**Instructions to follow**. Copy the data below line for line, keeping every word, number and mark unchanged.
__________
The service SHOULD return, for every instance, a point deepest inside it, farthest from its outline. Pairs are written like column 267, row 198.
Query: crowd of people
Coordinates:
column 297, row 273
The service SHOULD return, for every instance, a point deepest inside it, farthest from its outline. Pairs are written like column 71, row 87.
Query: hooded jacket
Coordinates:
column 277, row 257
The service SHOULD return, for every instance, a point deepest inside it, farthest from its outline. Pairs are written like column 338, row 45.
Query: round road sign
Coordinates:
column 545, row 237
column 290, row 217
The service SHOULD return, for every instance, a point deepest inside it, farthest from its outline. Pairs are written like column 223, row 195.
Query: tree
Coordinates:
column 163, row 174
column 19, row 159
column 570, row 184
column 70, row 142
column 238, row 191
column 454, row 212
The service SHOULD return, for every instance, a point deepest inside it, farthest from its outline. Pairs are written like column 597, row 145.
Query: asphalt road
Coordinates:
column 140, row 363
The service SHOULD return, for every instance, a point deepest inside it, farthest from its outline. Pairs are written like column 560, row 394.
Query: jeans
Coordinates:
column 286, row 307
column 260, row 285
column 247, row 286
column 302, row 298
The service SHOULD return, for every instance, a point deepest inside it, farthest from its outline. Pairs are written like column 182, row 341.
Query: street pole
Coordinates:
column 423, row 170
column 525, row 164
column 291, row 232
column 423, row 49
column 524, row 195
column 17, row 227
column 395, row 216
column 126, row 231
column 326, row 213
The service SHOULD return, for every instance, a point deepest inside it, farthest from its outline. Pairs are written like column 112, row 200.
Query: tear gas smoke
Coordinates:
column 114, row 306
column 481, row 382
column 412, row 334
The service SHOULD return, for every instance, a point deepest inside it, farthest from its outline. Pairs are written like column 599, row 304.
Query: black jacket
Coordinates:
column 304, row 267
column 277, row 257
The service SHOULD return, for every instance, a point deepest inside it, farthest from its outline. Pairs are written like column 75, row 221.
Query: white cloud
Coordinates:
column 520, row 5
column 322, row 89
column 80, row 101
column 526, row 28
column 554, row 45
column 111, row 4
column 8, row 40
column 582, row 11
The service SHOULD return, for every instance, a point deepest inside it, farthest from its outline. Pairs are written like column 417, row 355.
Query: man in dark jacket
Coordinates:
__________
**Answer**.
The service SHOULD return, for every instance, a point deepest inside it, farthest from its outline. Pairs are written like column 267, row 198.
Query: crowd of people
Coordinates:
column 297, row 273
The service SHOULD return, for every instance, a point deepest inside it, farthest from its outline. Pairs are written like column 71, row 87.
Query: hooded jacket
Coordinates:
column 277, row 257
The service SHOULD return, for every instance, a point deepest inside it, farthest from its outline. Pairs are written like column 338, row 45.
Query: round road sign
Coordinates:
column 545, row 237
column 290, row 217
The service SHOULD return, for every instance, a point deepest inside it, farthest from its outline. Pairs are written like column 223, row 195.
Query: tree
Coordinates:
column 163, row 174
column 19, row 159
column 570, row 184
column 70, row 142
column 238, row 191
column 454, row 212
The service SHOULD return, for every instance, a point deepest inside it, farthest from its outline. Pairs are written like column 597, row 145.
Query: asphalt road
Coordinates:
column 140, row 363
The service SHOULD return, for every instance, a point deepest inside it, farthest from its outline. Pairs are written like column 560, row 394.
Query: jeans
Coordinates:
column 286, row 307
column 260, row 285
column 247, row 286
column 302, row 298
The service SHOULD return, for every instance, a point deepest inside it, farthest from its outline. Pairs are written like column 182, row 341.
Query: street pole
Coordinates:
column 423, row 170
column 525, row 164
column 291, row 232
column 423, row 49
column 524, row 195
column 17, row 227
column 395, row 216
column 126, row 231
column 326, row 213
The service SHOULD return, for every instance, a point deepest inside it, farthest from its outline. Pairs are written like column 112, row 200.
Query: tear gas smoke
Coordinates:
column 114, row 306
column 481, row 382
column 412, row 334
The service SHOULD return, for every instance, a point deepest inside it, farthest from its outline. Pairs are written like column 599, row 304.
Query: black jacket
Coordinates:
column 304, row 267
column 277, row 257
The service SHOULD return, for every instance, a point deepest inside it, farthest from its outline. Pairs are written like column 75, row 221.
Query: white cloud
Coordinates:
column 520, row 5
column 322, row 89
column 80, row 101
column 526, row 28
column 554, row 45
column 111, row 4
column 8, row 40
column 582, row 11
The service SHOULD return, for every instance, a point deepest inside it, farthest from its outline. Pairs are written like column 417, row 355.
Query: man in dark jacket
Coordinates:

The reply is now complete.